Midway through CDW CEO Chris Leahy’s second year on the job, the massive systems integrator and distributor has won big deals in government and education but a drop-off in the SMB and corporate technology spend is giving her pause before predicting how the company will perform for the rest of 2020.

“It‘s hard to paint a picture, a single picture of where IT budgets are going,” she told investors during an earnings call Wednesday. “That said, we are having robust conversations with all of our customers, those that are spending today and those who are planning tomorrow. So, how budgets work? It’s really going to be a reflection on the economy in this health crisis, which we continue to believe is just unpredictable. There’s not a lot of visibility there.”

Leahy said government sales – driven by a deal with the U.S. Census Bureau, as well as other civilian projects – were up 24 percent. Education in kindergarten through 12th grade were also higher as school districts sought Chromebooks and other remote learning solutions.

However, higher education, healthcare, and the corporate and small business spend were down sharply. Leahy said corporate and small business customer spending was prioritized in three areas: remote work, which drove endpoint device sales; infrastructure optimization which took the form of strong cloud sales, and extended maintenance contracts.

“For the quarter net sales performance varied by month and by customer end market,” she said. “We entered April with a healthy backlog of remote workforce enablement solution, which contributed to strong performance in April. As the quarter progressed, for some of our customer end markets projects were postponed and demand declined, as the economic toll of the crisis impacted customer spend. In other customer end markets, IT investment was prioritized and remained healthy.”

CDW’s revenue was down 5.7-percent in the second quarter ended June 30. The company generated $4.36 billion in sales, off $264 million from the year ago quarter. Net income was also off 3.8 percent to $189.1 million for a diluted earnings per share of $1.31 down 2-cents from $1.33 a year ago. Shares closed Wednesday at $116.75, down $2.77.

While topline numbers may not show it, the company notched some big wins in the battle for hearts and minds this quarter, Leahy said, helping enterprise customers navigate the perils of moving their entire workforces remote. In one case a financial services company handed CDW a check and left it up to them to install the best solutions.

* _Written instruction 1_: List each line of the records that contains the string "ribbon", matching case exactly.
The article about CDW has nothing to do with the records that come after it.

* _Given data_:
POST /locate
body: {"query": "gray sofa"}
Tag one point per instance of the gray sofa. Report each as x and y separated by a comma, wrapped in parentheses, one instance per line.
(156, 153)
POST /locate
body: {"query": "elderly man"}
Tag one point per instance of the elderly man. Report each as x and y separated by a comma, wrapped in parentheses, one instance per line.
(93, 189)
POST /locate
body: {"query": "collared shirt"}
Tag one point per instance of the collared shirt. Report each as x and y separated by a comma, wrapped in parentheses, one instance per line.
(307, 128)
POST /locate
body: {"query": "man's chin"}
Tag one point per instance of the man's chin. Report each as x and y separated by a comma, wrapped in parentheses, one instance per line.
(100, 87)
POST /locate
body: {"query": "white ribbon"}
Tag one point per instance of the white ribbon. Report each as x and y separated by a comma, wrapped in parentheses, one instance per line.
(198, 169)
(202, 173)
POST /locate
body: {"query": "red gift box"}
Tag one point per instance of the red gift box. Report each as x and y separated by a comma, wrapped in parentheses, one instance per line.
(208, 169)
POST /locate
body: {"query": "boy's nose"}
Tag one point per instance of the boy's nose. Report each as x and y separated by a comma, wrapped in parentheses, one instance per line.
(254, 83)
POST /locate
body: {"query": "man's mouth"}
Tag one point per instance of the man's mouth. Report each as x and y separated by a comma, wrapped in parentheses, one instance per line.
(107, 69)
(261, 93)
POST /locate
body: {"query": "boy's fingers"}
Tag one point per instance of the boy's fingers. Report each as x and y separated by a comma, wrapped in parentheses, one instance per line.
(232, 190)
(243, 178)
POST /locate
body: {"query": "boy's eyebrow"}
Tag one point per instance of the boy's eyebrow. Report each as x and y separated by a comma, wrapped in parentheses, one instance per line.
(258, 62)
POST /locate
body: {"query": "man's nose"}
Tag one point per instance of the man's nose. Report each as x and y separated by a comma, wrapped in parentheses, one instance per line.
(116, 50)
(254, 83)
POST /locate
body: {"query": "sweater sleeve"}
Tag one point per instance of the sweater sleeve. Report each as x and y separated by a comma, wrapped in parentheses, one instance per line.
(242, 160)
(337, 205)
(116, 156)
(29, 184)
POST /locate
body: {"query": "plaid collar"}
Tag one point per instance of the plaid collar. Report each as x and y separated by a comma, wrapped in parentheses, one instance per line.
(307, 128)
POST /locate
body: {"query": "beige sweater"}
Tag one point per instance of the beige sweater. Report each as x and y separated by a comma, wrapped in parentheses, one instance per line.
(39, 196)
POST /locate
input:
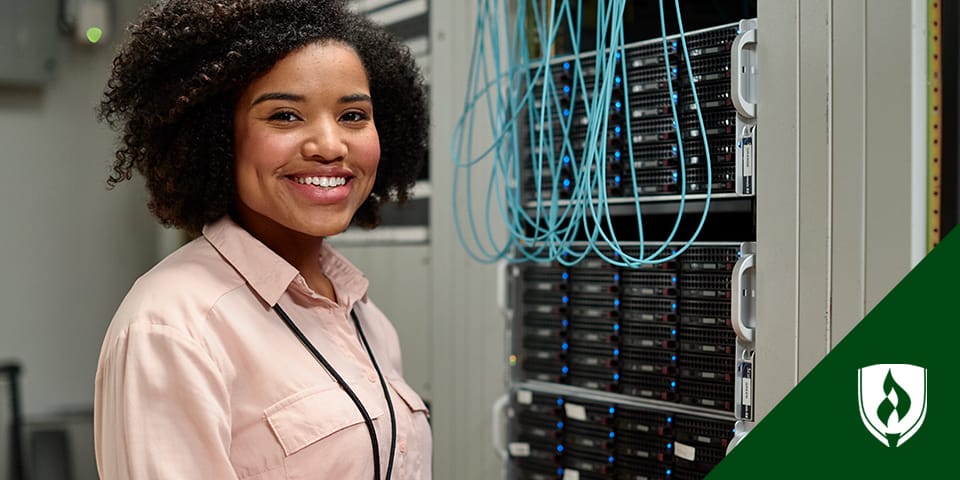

* _Written instruction 2_: Copy from the CDW earnings article, starting at the words "Leahy said government" and stopping after the words "remote learning solutions.".

* _Solution 1_:
body: {"query": "white ribbon"}
Tag one point per instance of the white ribbon. Report each as x and y separated by a comma, wrapped in parentheses, one instance per line.

* _Solution 2_:
Leahy said government sales – driven by a deal with the U.S. Census Bureau, as well as other civilian projects – were up 24 percent. Education in kindergarten through 12th grade were also higher as school districts sought Chromebooks and other remote learning solutions.